Given task: Copy the records below word for word, from the very beginning through the line that contains "59,66,72,79", including that line. Leave the pictures out of your copy.
──────── Listed entries ────────
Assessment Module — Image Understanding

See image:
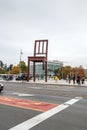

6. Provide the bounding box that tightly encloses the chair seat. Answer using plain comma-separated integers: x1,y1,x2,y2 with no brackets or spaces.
28,56,46,62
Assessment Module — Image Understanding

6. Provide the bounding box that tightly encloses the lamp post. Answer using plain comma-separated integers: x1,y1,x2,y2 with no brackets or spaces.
19,50,23,75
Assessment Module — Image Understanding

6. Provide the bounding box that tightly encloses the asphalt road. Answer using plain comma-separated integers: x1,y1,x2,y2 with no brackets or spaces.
0,82,87,130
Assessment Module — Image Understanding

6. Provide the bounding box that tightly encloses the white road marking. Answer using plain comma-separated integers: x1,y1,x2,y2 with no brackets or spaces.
11,93,34,97
9,97,82,130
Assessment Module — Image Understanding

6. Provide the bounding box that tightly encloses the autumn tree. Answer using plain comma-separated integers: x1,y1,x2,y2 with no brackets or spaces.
72,66,86,77
59,66,72,79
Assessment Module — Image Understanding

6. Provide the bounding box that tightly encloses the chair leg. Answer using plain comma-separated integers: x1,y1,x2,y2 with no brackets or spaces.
33,62,36,82
45,62,47,82
27,60,30,81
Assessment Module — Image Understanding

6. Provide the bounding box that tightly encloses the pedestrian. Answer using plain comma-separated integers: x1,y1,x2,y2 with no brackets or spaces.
81,77,84,84
77,75,81,85
72,74,76,84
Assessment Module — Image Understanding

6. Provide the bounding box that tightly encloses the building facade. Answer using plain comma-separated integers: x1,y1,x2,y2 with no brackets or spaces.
30,60,63,79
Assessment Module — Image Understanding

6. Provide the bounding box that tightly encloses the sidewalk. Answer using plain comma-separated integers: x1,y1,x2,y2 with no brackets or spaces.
26,79,87,86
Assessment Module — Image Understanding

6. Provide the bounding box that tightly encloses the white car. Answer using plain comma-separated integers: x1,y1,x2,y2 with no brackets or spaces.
0,83,4,93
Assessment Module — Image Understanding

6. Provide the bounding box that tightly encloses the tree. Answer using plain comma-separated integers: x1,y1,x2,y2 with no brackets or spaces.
72,66,86,77
19,61,27,73
10,66,19,74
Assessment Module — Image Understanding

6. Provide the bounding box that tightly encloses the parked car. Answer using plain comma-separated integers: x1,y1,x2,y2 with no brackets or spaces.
0,83,4,93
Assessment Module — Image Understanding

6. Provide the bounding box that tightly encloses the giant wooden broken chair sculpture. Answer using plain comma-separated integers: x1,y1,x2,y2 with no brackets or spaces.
27,40,48,82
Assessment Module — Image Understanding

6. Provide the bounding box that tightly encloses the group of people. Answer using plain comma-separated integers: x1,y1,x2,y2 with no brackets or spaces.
67,74,85,85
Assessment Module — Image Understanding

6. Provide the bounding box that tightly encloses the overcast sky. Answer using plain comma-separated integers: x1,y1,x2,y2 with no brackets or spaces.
0,0,87,68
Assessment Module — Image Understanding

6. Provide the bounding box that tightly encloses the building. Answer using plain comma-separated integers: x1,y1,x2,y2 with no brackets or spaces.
30,60,63,79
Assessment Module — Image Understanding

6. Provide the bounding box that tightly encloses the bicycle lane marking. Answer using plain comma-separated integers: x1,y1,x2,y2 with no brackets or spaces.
9,97,82,130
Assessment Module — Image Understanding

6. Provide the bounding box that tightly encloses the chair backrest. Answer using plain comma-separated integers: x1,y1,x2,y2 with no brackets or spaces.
34,40,48,59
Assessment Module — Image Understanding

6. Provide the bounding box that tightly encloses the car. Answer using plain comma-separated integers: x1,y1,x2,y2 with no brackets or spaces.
0,83,4,93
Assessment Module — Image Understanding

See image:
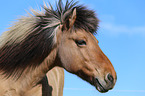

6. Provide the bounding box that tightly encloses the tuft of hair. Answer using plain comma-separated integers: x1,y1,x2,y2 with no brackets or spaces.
0,0,99,78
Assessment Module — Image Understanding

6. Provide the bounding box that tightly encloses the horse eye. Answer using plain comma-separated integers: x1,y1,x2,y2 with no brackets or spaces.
75,40,86,46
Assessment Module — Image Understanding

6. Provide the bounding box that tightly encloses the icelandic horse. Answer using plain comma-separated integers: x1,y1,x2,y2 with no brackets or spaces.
0,0,116,96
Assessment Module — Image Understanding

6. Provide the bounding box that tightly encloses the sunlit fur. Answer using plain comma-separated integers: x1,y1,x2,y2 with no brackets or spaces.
0,0,116,96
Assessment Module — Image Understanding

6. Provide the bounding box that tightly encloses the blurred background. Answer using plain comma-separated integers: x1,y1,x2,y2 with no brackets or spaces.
0,0,145,96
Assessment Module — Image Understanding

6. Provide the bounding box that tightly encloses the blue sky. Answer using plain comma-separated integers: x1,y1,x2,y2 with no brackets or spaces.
0,0,145,96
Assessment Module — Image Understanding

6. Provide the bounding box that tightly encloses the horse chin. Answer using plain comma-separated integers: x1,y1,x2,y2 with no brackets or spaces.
91,78,109,93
────────
The solution:
Assessment Module — Image Understanding

See image:

6. Provide the bounding box that tightly encloses the chair seat. Answer using plain comma-separated integers: x1,y1,x2,y2 with no brackets or spaces.
28,56,46,62
Assessment Module — Image Understanding

6. Provide the bounding box that tightly encloses the lamp post. Answer using plain comma-separated integers: x1,y1,x2,y2 with no brackets or spaces.
19,50,23,75
Assessment Module — Image Understanding

6. Provide the bounding box that tightly encloses the asphalt road. Answer using plain comma-separated integers: x1,y1,x2,y2 with no brackets or spaces.
0,82,87,130
Assessment Module — Image Understanding

6. Provide the bounding box that tightly encloses the white road marking. Answer using plain comma-separated integers: x1,y1,x2,y2 with no brackets or spaces.
11,93,34,97
9,97,82,130
Assessment Module — Image Understanding

6. Provide the bounding box that tightly encloses the autumn tree. Answer using plain comma-separated integers: x1,y1,x2,y2 with no brackets or spaces.
72,66,86,77
59,66,72,79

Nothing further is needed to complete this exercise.